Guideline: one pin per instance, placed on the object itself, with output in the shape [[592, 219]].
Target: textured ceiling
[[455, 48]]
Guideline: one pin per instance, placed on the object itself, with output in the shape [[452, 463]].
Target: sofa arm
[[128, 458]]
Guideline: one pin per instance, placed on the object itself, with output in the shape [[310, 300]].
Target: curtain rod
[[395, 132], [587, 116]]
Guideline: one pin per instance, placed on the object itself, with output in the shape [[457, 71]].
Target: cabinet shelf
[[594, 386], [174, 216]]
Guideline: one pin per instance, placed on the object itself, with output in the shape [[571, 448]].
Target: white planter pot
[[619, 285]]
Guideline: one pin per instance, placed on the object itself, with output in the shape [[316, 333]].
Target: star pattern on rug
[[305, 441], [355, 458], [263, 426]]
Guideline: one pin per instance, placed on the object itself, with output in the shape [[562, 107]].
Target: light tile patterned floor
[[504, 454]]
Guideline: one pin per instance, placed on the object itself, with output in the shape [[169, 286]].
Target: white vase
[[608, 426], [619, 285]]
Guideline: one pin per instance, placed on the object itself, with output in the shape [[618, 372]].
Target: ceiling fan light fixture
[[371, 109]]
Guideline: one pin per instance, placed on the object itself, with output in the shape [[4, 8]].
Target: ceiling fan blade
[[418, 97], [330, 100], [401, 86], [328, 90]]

---

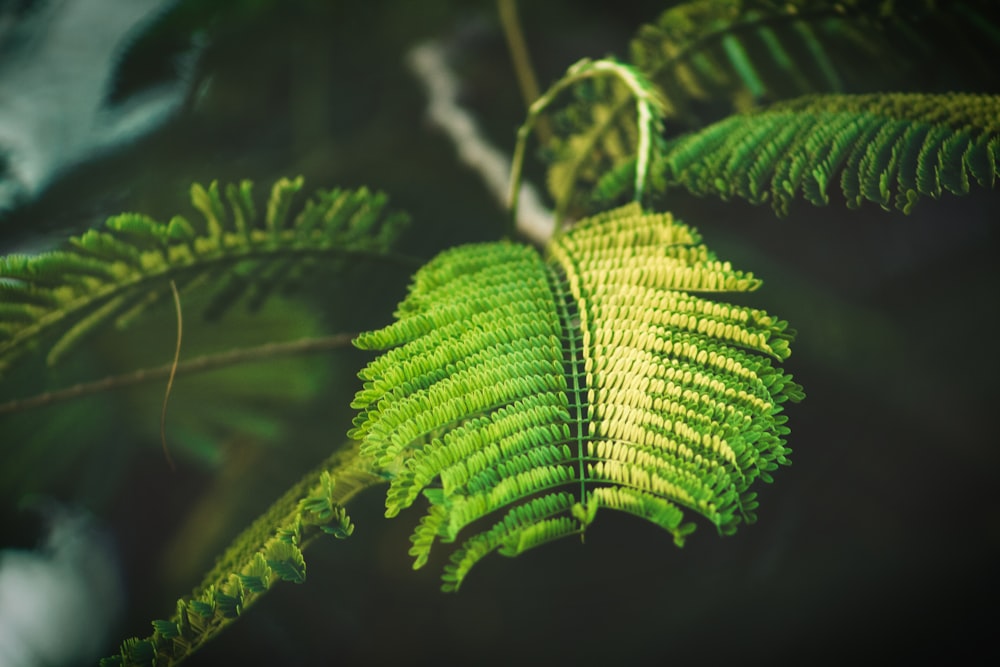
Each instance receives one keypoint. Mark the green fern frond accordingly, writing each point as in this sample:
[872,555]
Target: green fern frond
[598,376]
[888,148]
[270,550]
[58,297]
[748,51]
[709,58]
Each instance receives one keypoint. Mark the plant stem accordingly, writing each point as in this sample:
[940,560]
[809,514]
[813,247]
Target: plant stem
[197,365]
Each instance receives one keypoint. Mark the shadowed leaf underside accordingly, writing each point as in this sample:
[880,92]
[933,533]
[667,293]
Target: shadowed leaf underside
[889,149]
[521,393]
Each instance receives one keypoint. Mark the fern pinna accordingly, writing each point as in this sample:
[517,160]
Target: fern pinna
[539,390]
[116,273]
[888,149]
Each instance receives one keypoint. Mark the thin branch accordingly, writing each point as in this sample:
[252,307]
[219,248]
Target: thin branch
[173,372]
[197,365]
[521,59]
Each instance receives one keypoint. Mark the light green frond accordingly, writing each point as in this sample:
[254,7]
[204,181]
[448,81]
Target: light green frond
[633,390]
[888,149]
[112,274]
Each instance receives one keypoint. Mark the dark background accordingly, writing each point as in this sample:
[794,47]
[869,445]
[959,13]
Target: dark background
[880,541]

* WORK REQUEST *
Wherever the string "shape" appears in the entries above, return the line it appears on.

* SOLUTION TO THE EXERCISE *
Guideline: one pin per instance, placed on the object itself, with output in the shape [[592, 219]].
Guideline: one pin per instance, placed on the object itself, with output in the shape [[452, 463]].
Guideline: one pin per instance, placed on the object itself, with output in the shape [[310, 300]].
Guideline: one pin per instance, placed on the object itself, with output in the shape [[457, 71]].
Guideline: one pin per instance, placed on the object itself, with output in the shape [[571, 448]].
Guideline: one pin per instance, placed on the object itself, with output in the shape [[316, 333]].
Guideline: one pin per instance, placed on the object itself, with output in the shape [[562, 107]].
Guideline: one pin per instance, placed on the object itself, with output in the shape [[169, 286]].
Guideline: one pin per instance, placed on the object itself, with output in the shape [[618, 372]].
Guideline: one pin per instance, placed on the object itself, with output in the shape [[4, 8]].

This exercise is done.